■ GIVEN REQUEST: Render every line of the data below as a JSON list of strings, one string per line, omitting blank lines and leaving out the pictures.
------ INFORMATION PROVIDED ------
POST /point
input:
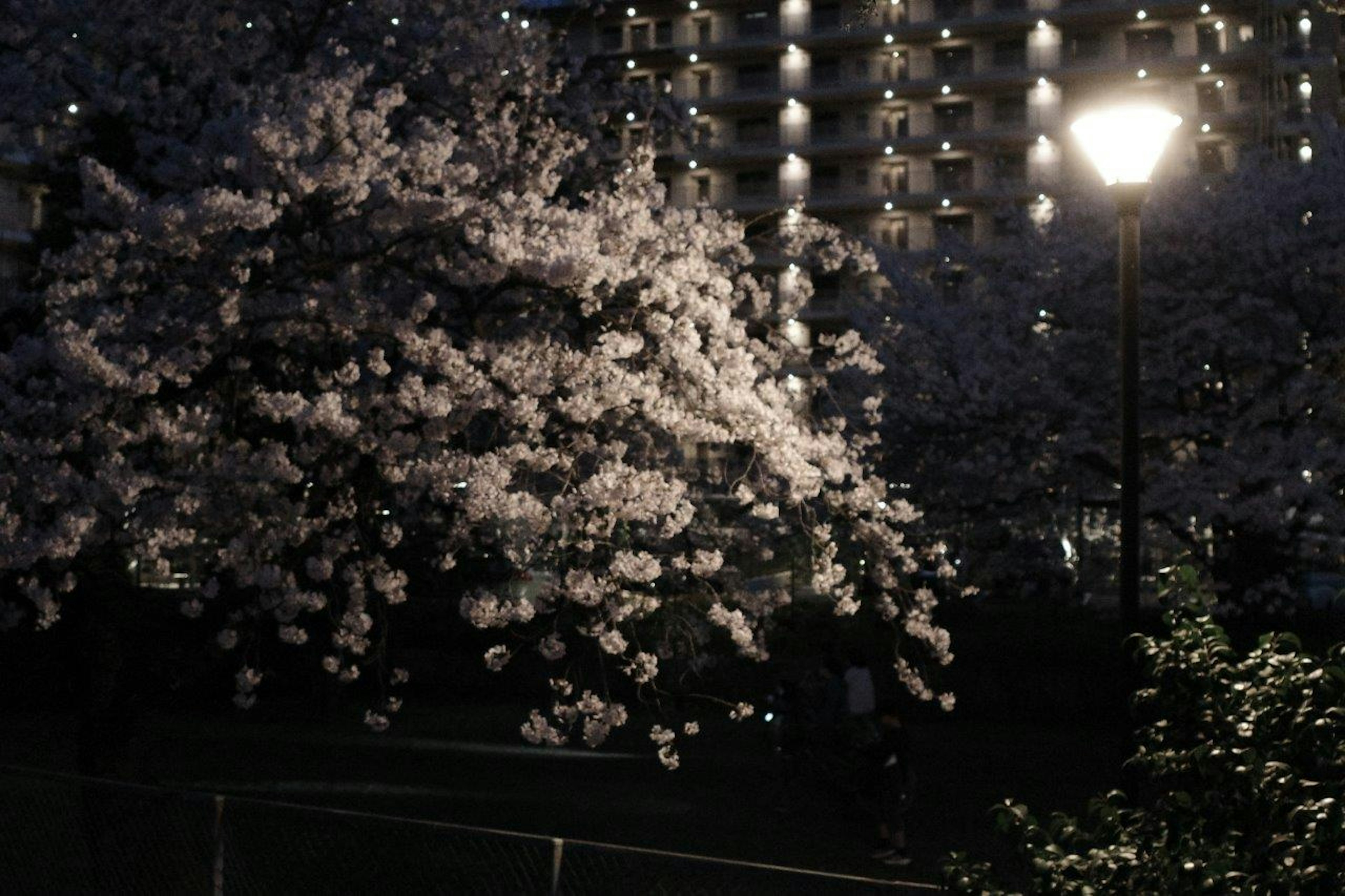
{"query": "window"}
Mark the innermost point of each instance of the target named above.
(1210, 97)
(757, 23)
(1149, 43)
(1012, 111)
(894, 232)
(1211, 158)
(953, 118)
(953, 174)
(1009, 167)
(758, 77)
(826, 179)
(1086, 46)
(826, 70)
(958, 227)
(954, 61)
(755, 183)
(757, 131)
(1210, 41)
(826, 17)
(826, 127)
(1011, 54)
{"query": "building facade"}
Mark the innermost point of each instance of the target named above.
(900, 119)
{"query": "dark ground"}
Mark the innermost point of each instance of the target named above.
(1042, 717)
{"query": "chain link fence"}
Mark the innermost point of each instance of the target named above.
(69, 835)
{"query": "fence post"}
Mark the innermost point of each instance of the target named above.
(217, 874)
(557, 853)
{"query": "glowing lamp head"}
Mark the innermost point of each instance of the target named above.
(1126, 142)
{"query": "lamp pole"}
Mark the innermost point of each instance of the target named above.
(1129, 198)
(1125, 143)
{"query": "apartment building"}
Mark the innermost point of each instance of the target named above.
(902, 119)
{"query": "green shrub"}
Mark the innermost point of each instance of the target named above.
(1241, 762)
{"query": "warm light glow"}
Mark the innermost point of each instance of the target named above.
(1126, 142)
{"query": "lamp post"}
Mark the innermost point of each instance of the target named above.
(1125, 143)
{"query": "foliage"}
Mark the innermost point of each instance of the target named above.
(352, 303)
(1243, 770)
(1009, 350)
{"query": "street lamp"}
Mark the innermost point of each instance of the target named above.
(1125, 143)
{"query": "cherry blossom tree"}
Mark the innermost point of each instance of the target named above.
(1009, 350)
(352, 302)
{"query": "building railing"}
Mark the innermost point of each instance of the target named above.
(72, 835)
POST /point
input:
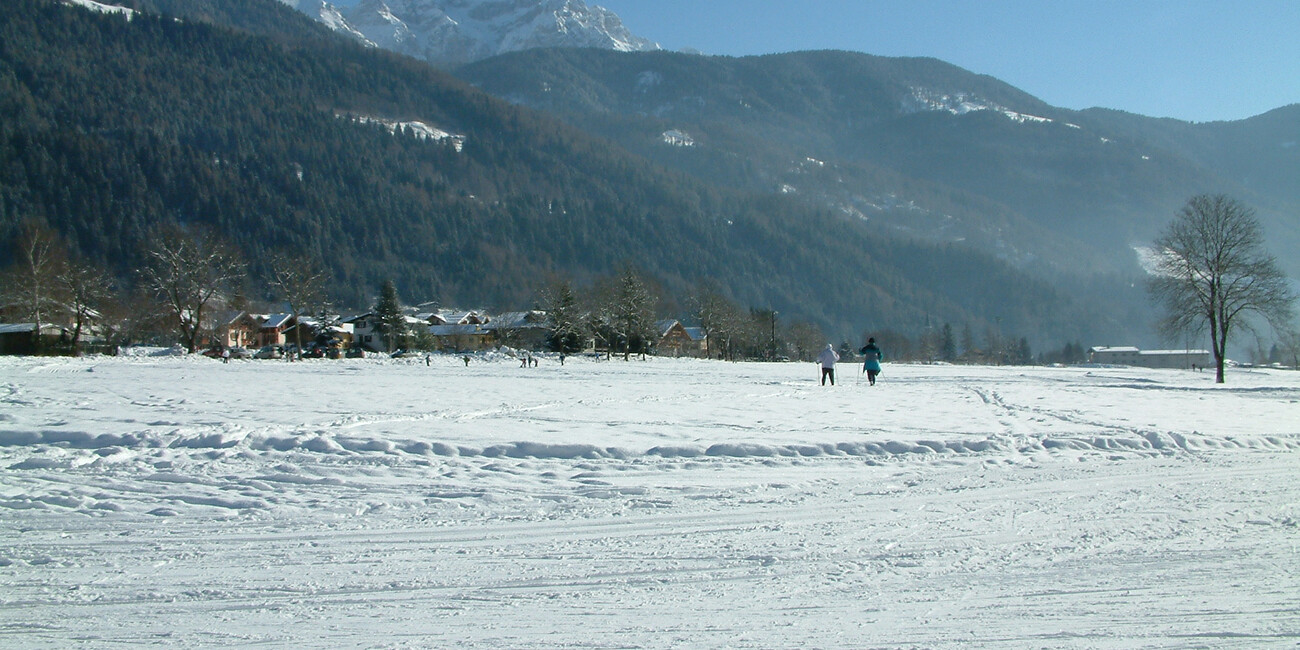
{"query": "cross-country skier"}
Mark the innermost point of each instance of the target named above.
(827, 359)
(871, 364)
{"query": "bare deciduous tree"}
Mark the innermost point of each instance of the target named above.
(722, 320)
(300, 284)
(190, 273)
(86, 289)
(1212, 269)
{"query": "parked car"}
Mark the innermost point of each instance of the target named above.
(269, 352)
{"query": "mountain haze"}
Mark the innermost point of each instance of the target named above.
(250, 118)
(917, 146)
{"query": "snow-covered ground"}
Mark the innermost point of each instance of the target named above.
(662, 503)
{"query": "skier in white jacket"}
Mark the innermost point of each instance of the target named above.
(827, 359)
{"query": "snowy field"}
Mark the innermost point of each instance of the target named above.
(180, 502)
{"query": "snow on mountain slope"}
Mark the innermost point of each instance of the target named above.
(663, 503)
(458, 31)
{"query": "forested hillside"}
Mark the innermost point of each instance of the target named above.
(274, 137)
(918, 146)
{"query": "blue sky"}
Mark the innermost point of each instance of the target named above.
(1195, 60)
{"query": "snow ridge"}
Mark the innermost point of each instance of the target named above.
(459, 31)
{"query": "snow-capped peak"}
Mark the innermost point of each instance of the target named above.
(459, 31)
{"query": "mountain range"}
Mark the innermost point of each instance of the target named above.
(848, 190)
(456, 31)
(915, 146)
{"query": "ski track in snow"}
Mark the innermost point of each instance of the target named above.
(663, 503)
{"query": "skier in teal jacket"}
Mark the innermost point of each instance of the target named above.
(871, 364)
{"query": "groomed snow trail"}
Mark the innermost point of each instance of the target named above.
(663, 503)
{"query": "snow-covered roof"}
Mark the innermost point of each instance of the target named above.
(455, 330)
(274, 320)
(20, 328)
(519, 320)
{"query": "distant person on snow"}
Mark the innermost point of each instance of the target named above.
(827, 359)
(871, 363)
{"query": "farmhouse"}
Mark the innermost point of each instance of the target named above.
(1149, 358)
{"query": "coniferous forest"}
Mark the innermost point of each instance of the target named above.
(274, 138)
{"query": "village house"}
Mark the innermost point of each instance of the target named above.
(524, 330)
(460, 338)
(1127, 355)
(22, 338)
(676, 339)
(276, 329)
(237, 329)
------
■ COMPLETED EXERCISE:
[
  "POST /point",
  "input:",
  "{\"query\": \"window\"}",
  "Mark the innermost point of each instance of the target named above.",
  "(1210, 97)",
  "(757, 23)",
  "(1149, 43)",
  "(1012, 111)",
  "(894, 232)",
  "(1211, 158)",
  "(953, 118)",
  "(953, 174)",
  "(1009, 167)",
  "(758, 77)",
  "(826, 179)",
  "(1086, 46)",
  "(826, 70)",
  "(958, 227)",
  "(954, 61)",
  "(755, 183)",
  "(757, 131)",
  "(1210, 41)",
  "(826, 17)",
  "(826, 127)",
  "(1011, 54)",
  "{\"query\": \"building facade\"}",
  "Mark the innermost point of each instance of the target named above.",
  "(900, 119)",
  "{\"query\": \"dark ground\"}",
  "Mark the innermost point of each instance of the target named above.",
  "(1042, 717)",
  "{\"query\": \"chain link fence\"}",
  "Mark the innermost point of each instance of the target named above.",
  "(69, 835)",
  "{\"query\": \"fence post\"}",
  "Mark the innermost point of each instance of the target named above.",
  "(217, 874)",
  "(557, 853)",
  "{\"query\": \"glowing lamp head\"}",
  "Mark the innermost point of each instance of the target named above.",
  "(1126, 142)",
  "{\"query\": \"lamp pole\"}",
  "Mark the innermost point of each instance of the target named above.",
  "(1129, 198)",
  "(1125, 143)",
  "{\"query\": \"apartment building\"}",
  "Mark the innermost point of each instance of the target named above.",
  "(902, 119)",
  "{\"query\": \"green shrub\"}",
  "Mark the innermost point of each instance of the target named above.",
  "(1241, 762)",
  "{\"query\": \"warm light glow\"}",
  "Mark the innermost point of each instance of the target named above.",
  "(1126, 142)",
  "{\"query\": \"lamp post\"}",
  "Mark the innermost point of each instance of the target named above.",
  "(1125, 143)",
  "{\"query\": \"foliage\"}",
  "Mark the innermost point of each instance of the target named above.",
  "(352, 303)",
  "(1243, 770)",
  "(1009, 350)",
  "{\"query\": \"street lamp\"}",
  "Mark the innermost point of each instance of the target named above.",
  "(1125, 143)",
  "{\"query\": \"cherry blossom tree\"}",
  "Mark the innermost point of each instance of the target named above.",
  "(1009, 350)",
  "(352, 302)",
  "{\"query\": \"building railing\"}",
  "Mark the innermost point of each instance of the target named above.",
  "(72, 835)",
  "POST /point",
  "input:",
  "{\"query\": \"cross-country skier\"}",
  "Mark the innermost point of each instance of the target named above.",
  "(827, 359)",
  "(871, 364)",
  "{\"query\": \"bare deciduous tree\"}",
  "Mark the innermost point of each instance of the target named above.",
  "(722, 320)",
  "(300, 284)",
  "(190, 273)",
  "(86, 289)",
  "(1212, 269)",
  "{\"query\": \"parked car\"}",
  "Mark the innermost point of each instance of the target named above.",
  "(269, 352)",
  "{\"query\": \"mountain haze\"}",
  "Mark the innermost point of each instance of the target named above.",
  "(250, 118)",
  "(917, 146)",
  "{\"query\": \"snow-covered ground\"}",
  "Mark the innermost point of each instance of the target named above.",
  "(662, 503)",
  "{\"query\": \"skier in white jacket\"}",
  "Mark the innermost point of each instance of the target named above.",
  "(827, 359)",
  "{\"query\": \"snowy field\"}",
  "Mark the innermost point of each instance of the target named above.",
  "(180, 502)",
  "{\"query\": \"snow on mountain slope\"}",
  "Mark the innermost point of each instance of the target named above.",
  "(663, 503)",
  "(458, 31)",
  "{\"query\": \"forested hillside\"}",
  "Mark the innermost point of each instance of the target named above.",
  "(274, 137)",
  "(918, 146)",
  "{\"query\": \"blue sky\"}",
  "Mark the innermost point of each instance of the target named above.",
  "(1195, 60)",
  "{\"query\": \"snow ridge\"}",
  "Mark the innermost point of each instance of the target named above.",
  "(459, 31)",
  "{\"query\": \"snow-capped peak\"}",
  "Mark the innermost point of each instance of the target named above.",
  "(459, 31)",
  "{\"query\": \"mountain range\"}",
  "Mark the innermost point of each instance of the target named above.",
  "(848, 190)",
  "(456, 31)",
  "(915, 146)",
  "{\"query\": \"ski track in snow\"}",
  "Mark the innermost point of each instance of the target named above.",
  "(663, 503)",
  "{\"query\": \"skier in teal jacket\"}",
  "Mark the innermost point of each instance of the target named above.",
  "(871, 364)",
  "{\"query\": \"groomed snow trail\"}",
  "Mark the innermost point of each instance of the target named above.",
  "(663, 503)",
  "{\"query\": \"snow-covered roof\"}",
  "Mark the innermost point of each instance of the target named above.",
  "(455, 330)",
  "(274, 320)",
  "(20, 328)",
  "(519, 320)",
  "{\"query\": \"distant person on snow\"}",
  "Mark the innermost point of each instance of the target named above.",
  "(827, 359)",
  "(871, 363)",
  "{\"query\": \"farmhouse\"}",
  "Mark the innermost point of each instance of the target named above.",
  "(1149, 358)",
  "{\"query\": \"coniferous forest\"}",
  "Mark the innermost point of each instance of the target named above.",
  "(274, 138)",
  "{\"query\": \"village house\"}",
  "Mark the innermost point of each instance of the target named above.",
  "(524, 330)",
  "(460, 338)",
  "(1127, 355)",
  "(22, 338)",
  "(676, 339)",
  "(276, 329)",
  "(237, 329)"
]